● TEXTE DE LA PAGE
-.-.-

Une carte postale du vieux monde : j'ai lu L'Obs
Daniel Schneidermann - - Financement des medias - Le matinaute - 35 commentaires Télécharger la videoTélécharger la version audio
On ne se rend pas compte, mais ce n'est pas toujours simple, la vie d'idiot utile des dieudonnistes.
Aux petites heures de la matinée, je reçois par exemple un mail du "secrétariat de Marc-Edouard Nabe", qui tient à me signaler un petit article du Point, lequel signale lui-même la parution à venir du prochain livre de Nabe: une charge contre Dieudonné et Soral, accusés d'avoir déshonoré l'antisionisme (pour les idiots utiles mais incultes, référence polémigène à Bernanos, qui accusait Hitler d'avoir déshonoré l'antisémitisme). Si je comprends bien, Nabe accuse Dieudonné et Soral de n'être que de vulgaires conspirationnistes, déguisés sous le masque de l'antisionisme. Des antisionistes de pacotille. Ciel ! Nabe contre Dieudonné et Soral, maintenant ! Mais comment va-t-on décompter, désormais, ses prochaines interventions chez Taddeï ? Dans le temps de parole des mainstream, ou dans celui des conspis ? Fourest et Cohen vont être perdus.
A quelque chose polémique est bonne, j'ai décidé de relire L'Obs. Oui, L'Obs papier, que j'avais délaissé depuis quelques mois (ou quelques années). Car derrière mon nouvel ami Cohen et son scud, qui occupent cette semaine, donc, une pleine page de l'hebdo, il ne faudrait pas oublier ceux qui ont armé sa main et l'ont sans doute entrainé dans le traquenard, toute la bande à Joffrin, Dély et Etchegoin. Ah, L'Obs ! Bouffée de jeunesse. Petite madeleine. Strates empilées des décennies du dernier siècle. On ne dit pas assez à quel point, dans un monde en mutation, la lecture de L'Obs peut être rassurante. Ce n'est pas un journal, c'est un objet transitionnel pour vieux ados de gauche, à grosses montres et belles demeures. Mêmes signatures, mêmes sujets, depuis les années 80 (voire avant). Edito de Jean Daniel sur "le miracle tunisien". Double page de pub pour un forum ramasse-subventions européennes, ce week-end, à Athènes (à quoi servent ces machins, notre enquête était ici). Tiens : dans toute la liste des intervenants, ils ne sont pas arrivés à attirer Tsipras, malgré quatre pages élogieuses, un peu plus loin dans le journal. Pages d'écho sur Copé, Bové, Bayrou, Duflot, Filippetti. Reportage-saga sur Jean-Claude Gaudin -"peut-il perdre ?"- commençant par cette forte phrase d'attaque, très Obs : "il a minci". Une carte postale du vieux monde.

-.-.-

● ACTIVITÉ
Actualisez un passage de la chronique sur L'Obs : recopiez-le en commençant aux mots « Une carte postale du vieux monde : j'ai » et en vous arrêtant après « utile des dieudonnistes. », avec « carte postale » remplacé par « photo jaunie ».

● DONNÉES RECUEILLIES
-.-.-

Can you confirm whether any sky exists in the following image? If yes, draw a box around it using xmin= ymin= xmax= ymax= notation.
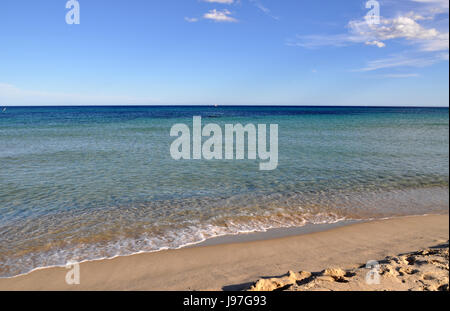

-.-.-

● RÉSULTAT OBTENU
Une photo jaunie du vieux monde : j'ai lu L'Obs
Daniel Schneidermann - - Financement des medias - Le matinaute - 35 commentaires Télécharger la videoTélécharger la version audio
On ne se rend pas compte, mais ce n'est pas toujours simple, la vie d'idiot utile des dieudonnistes.